_RECORDS SHOWN_
——

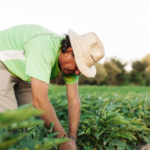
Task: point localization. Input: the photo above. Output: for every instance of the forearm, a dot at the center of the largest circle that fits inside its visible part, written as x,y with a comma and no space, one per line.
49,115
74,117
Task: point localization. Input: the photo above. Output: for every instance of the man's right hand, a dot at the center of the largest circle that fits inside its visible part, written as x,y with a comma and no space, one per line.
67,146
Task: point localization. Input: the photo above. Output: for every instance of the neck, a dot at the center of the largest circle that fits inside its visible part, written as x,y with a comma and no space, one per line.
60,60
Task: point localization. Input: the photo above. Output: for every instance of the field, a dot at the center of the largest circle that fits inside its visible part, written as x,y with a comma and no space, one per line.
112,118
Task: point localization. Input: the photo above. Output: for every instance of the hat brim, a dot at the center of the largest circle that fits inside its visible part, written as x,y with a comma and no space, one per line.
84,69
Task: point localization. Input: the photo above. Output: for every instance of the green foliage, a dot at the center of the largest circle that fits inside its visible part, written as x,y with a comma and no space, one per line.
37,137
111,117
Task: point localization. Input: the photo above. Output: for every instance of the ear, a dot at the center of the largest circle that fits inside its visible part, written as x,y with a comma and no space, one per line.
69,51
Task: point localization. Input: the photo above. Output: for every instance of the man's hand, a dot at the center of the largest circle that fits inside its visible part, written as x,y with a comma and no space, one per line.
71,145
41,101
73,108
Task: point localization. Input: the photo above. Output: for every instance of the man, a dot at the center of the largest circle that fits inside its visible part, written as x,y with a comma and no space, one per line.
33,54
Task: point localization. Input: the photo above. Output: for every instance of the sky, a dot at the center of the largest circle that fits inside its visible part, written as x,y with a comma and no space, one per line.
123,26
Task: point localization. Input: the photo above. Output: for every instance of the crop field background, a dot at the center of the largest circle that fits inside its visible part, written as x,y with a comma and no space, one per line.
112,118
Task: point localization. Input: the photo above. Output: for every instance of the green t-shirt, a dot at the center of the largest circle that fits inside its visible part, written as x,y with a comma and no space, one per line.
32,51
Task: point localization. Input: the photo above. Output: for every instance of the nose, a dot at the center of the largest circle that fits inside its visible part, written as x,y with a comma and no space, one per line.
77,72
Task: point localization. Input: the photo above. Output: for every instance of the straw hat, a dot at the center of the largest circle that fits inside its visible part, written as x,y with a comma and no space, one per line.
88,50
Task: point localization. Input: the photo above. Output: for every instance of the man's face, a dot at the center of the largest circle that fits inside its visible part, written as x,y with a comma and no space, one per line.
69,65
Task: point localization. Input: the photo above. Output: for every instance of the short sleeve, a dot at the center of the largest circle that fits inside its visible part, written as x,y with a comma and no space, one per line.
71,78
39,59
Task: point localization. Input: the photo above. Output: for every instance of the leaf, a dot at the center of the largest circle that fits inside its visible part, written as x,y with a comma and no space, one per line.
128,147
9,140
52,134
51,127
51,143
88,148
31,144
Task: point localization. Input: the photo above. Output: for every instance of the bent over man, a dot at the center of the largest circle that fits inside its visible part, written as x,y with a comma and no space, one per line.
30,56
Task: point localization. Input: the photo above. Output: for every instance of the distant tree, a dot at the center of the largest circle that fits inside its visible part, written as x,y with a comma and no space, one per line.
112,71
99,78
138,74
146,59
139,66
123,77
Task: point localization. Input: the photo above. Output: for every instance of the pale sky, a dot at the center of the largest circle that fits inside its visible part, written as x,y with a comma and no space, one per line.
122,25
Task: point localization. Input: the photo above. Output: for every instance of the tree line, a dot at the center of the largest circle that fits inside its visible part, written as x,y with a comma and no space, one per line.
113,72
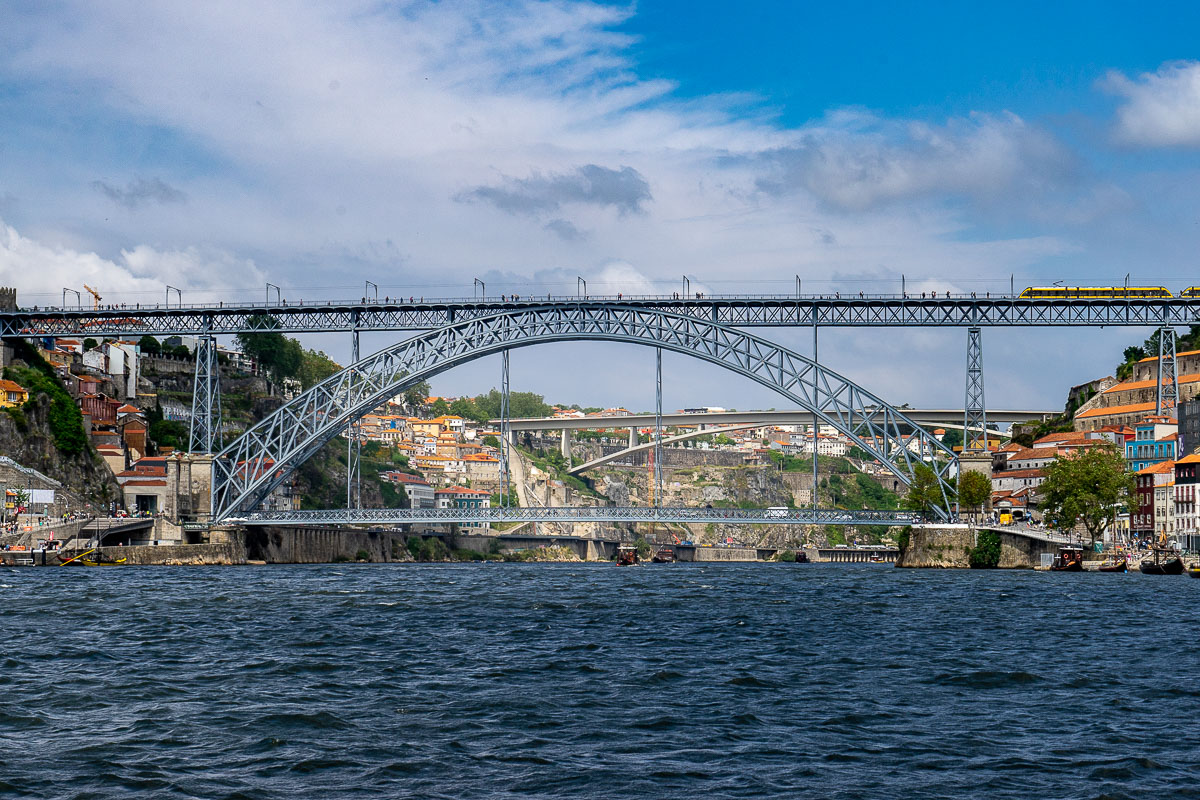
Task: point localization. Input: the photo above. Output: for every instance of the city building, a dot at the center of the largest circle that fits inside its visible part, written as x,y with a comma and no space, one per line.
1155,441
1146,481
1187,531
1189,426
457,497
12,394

——

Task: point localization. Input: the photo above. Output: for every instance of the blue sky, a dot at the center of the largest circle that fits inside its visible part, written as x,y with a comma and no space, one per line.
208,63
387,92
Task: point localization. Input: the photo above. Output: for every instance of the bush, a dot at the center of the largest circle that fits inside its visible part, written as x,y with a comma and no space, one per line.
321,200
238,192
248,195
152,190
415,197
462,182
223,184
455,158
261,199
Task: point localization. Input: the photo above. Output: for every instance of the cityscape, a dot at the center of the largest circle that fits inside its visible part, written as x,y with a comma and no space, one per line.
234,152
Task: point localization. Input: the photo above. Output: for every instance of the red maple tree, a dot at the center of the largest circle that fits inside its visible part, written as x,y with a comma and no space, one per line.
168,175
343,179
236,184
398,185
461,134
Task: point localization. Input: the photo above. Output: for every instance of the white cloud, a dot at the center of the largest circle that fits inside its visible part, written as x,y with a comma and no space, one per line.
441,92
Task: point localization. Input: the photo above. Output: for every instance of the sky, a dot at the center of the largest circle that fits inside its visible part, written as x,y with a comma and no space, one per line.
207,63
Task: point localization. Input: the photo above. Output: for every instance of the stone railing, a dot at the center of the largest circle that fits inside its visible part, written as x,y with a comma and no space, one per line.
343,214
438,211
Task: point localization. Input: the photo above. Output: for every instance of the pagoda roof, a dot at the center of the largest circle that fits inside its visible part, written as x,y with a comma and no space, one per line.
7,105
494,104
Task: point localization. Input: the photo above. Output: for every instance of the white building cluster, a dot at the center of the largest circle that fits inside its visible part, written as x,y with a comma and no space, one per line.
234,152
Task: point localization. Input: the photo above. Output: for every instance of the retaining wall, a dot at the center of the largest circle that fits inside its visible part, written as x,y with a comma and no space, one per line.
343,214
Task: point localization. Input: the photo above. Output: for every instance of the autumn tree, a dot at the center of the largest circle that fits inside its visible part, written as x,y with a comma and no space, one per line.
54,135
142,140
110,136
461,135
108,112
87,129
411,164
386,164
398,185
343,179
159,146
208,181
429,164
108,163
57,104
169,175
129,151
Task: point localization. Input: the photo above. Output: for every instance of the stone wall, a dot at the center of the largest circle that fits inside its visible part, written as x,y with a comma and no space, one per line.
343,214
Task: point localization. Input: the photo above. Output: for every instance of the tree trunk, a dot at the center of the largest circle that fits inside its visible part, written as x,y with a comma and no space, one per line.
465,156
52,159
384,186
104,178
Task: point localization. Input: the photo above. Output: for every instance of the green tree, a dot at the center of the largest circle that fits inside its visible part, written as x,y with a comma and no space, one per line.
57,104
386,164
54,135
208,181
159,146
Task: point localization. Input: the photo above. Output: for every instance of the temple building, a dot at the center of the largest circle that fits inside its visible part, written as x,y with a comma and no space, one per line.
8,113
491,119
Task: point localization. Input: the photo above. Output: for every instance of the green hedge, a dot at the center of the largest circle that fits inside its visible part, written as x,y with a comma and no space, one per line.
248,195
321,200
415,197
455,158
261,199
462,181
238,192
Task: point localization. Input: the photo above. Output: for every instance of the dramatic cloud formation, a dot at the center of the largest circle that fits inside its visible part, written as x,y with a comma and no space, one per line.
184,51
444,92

——

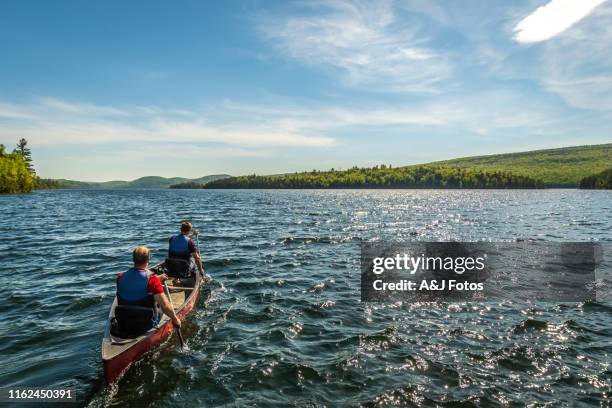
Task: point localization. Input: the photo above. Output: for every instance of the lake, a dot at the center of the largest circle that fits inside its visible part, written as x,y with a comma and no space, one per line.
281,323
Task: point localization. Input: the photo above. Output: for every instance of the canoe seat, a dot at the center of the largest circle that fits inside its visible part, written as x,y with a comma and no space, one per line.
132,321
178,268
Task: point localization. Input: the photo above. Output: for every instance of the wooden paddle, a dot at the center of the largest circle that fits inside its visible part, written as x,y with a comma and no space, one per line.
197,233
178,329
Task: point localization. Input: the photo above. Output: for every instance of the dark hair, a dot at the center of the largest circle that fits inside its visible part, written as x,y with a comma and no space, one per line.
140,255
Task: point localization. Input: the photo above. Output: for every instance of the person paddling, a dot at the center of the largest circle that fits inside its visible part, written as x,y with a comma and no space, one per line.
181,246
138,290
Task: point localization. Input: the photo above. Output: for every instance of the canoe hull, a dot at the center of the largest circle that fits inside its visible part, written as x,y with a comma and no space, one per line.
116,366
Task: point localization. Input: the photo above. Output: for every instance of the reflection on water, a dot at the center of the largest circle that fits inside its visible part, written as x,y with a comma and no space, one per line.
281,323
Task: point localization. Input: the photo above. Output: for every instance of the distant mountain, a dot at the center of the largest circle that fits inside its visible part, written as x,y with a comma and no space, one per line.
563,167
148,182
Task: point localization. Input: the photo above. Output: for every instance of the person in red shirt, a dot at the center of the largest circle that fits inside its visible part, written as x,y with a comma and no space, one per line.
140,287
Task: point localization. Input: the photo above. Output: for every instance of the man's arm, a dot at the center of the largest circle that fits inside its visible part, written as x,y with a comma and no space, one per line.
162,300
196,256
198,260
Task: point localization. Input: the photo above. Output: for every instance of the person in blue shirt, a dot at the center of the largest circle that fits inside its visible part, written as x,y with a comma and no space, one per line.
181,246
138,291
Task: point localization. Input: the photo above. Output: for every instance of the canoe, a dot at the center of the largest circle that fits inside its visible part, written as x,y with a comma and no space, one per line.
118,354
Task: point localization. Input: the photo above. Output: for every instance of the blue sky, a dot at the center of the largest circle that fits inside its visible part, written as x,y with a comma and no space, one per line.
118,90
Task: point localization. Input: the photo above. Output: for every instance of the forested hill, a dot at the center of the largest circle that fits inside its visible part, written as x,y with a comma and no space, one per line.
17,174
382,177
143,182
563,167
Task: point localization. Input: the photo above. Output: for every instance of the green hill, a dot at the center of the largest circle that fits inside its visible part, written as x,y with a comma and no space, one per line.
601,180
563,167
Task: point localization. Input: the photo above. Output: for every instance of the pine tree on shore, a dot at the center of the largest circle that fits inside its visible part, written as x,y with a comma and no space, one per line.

——

_WHAT IS BEING ASKED_
Pull out every line above that contains the string "shirt", treating uppercase and lowercase as different.

_WRITTEN ANSWER_
Task: point localization. Input: the photo above. Output: for every instance of the green t-shirt, a dot at the center of the largest circle that fits inside its visible part, written as x,y with a comma and no space, one per line.
Task: point localization. Input: the photo above. Output: for every instance of the person in red shirt, a dot at the center of the largest circle that fits inside its visible part, written as x,y with a comma and no space, one per line.
Task: point localization. Input: the photo above. Output: for every instance of the person in blue shirt, a dot at the center of the largest circle that fits inside its visible part, written as x,y with a comma and no space, one per line.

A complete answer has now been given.